THE TASK -> Gather every line in the rows below that includes the string "orchid". Copy each such line without changes.

## Start

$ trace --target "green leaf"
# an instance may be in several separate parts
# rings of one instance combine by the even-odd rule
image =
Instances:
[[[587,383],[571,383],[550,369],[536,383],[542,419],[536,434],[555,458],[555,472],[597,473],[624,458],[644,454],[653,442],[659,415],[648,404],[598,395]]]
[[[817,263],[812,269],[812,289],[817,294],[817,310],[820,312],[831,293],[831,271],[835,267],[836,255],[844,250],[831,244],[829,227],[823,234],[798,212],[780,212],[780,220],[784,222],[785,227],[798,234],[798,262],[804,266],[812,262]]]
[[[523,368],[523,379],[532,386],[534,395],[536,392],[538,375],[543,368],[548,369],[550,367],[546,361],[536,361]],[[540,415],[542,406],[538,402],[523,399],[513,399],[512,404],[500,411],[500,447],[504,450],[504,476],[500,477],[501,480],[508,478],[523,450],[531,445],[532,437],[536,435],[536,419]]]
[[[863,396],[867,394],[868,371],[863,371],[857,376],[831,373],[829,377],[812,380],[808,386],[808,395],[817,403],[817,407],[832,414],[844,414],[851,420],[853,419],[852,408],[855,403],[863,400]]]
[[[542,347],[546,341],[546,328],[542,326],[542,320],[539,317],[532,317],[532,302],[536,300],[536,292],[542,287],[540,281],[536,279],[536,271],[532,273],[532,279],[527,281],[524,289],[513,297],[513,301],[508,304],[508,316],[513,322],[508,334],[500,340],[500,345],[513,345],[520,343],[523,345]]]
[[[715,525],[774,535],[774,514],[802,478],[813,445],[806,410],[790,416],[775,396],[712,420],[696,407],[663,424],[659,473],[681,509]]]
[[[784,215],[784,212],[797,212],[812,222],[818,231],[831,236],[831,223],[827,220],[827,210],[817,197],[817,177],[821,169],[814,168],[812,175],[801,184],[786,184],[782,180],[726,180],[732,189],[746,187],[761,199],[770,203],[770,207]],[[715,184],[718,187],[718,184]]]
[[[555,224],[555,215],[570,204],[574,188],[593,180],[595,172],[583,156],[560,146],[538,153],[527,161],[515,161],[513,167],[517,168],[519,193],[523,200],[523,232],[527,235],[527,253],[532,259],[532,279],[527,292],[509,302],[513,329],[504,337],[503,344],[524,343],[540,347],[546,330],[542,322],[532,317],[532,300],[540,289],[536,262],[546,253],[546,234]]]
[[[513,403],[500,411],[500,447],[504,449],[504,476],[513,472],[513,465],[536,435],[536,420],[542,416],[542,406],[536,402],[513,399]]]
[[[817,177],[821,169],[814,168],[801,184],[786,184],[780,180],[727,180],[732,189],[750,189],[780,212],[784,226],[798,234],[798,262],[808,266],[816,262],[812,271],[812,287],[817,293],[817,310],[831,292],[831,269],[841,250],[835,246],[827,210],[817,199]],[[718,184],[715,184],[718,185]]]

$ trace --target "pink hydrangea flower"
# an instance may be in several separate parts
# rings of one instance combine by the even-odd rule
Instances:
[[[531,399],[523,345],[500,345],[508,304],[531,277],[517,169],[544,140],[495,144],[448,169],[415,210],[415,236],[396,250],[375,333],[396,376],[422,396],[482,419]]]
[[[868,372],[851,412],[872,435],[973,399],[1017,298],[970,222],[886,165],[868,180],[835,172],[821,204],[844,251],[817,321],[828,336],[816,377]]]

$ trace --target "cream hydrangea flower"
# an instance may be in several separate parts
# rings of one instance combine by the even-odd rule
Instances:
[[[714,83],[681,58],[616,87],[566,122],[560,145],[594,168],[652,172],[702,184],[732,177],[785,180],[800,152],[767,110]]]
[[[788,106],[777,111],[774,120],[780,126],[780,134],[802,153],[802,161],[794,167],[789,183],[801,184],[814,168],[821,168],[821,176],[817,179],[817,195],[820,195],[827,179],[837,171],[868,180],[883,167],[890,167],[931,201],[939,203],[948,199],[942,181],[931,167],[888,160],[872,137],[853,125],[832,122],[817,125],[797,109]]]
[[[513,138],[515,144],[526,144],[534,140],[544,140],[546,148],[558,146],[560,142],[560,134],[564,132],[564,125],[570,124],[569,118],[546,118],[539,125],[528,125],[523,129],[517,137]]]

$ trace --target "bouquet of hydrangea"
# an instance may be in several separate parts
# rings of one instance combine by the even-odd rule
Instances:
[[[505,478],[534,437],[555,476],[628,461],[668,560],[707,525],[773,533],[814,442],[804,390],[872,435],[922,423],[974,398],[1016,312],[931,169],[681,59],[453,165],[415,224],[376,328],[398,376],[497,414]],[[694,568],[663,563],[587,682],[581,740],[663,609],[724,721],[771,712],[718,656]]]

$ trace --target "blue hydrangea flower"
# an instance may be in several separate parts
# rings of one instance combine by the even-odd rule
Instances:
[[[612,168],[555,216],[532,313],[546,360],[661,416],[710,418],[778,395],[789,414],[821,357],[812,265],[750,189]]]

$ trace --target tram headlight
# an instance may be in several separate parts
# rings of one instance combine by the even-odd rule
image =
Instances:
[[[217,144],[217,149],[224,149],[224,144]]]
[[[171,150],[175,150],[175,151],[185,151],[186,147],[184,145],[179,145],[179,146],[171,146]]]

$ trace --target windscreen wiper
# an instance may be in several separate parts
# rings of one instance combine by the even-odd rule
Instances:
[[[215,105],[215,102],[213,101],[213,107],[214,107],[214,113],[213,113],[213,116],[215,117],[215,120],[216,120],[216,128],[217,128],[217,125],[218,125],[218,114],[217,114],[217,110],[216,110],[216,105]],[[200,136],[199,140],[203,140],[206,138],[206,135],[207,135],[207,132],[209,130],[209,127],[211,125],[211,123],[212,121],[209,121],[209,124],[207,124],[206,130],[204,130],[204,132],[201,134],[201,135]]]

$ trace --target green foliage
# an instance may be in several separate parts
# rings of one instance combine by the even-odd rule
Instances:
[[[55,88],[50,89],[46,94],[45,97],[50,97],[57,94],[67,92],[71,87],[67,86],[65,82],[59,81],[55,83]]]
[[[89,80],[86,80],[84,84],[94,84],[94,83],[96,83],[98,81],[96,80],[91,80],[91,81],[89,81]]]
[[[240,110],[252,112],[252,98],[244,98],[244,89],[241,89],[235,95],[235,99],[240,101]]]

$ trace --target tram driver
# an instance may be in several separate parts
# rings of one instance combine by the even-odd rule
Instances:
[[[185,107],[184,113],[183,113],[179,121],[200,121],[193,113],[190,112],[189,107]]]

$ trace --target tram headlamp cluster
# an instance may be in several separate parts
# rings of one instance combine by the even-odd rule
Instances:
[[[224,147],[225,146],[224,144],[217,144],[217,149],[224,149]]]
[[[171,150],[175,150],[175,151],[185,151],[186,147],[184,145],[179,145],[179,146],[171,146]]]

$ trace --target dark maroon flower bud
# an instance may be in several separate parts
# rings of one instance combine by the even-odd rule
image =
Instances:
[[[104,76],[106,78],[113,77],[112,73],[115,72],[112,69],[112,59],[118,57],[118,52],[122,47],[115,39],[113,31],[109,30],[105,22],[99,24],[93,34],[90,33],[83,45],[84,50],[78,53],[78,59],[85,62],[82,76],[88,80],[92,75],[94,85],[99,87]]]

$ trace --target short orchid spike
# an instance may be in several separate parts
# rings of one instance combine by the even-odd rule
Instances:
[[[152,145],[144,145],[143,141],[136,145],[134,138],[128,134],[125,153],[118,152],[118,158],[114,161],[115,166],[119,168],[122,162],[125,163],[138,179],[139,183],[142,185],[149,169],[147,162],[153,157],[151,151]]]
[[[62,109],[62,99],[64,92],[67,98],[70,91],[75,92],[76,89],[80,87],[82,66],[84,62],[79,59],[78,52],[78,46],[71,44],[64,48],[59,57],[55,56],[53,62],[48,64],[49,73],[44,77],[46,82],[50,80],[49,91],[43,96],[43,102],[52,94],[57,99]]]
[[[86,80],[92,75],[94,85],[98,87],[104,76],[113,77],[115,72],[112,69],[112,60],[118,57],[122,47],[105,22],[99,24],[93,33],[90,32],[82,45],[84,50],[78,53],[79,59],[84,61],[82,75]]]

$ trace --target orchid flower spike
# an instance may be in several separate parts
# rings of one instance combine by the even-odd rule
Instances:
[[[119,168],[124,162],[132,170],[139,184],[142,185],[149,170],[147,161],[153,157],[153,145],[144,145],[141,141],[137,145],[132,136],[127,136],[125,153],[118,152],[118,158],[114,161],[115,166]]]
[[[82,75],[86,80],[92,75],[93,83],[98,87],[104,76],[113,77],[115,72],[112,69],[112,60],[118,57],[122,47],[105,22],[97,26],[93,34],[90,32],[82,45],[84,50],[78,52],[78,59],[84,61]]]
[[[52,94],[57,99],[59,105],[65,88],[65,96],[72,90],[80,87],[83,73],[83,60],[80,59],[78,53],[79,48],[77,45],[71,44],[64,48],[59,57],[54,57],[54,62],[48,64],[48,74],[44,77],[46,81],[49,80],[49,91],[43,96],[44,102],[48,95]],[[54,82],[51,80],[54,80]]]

## End

FINAL RESULT ->
$ trace --target short orchid spike
$ trace --target orchid flower spike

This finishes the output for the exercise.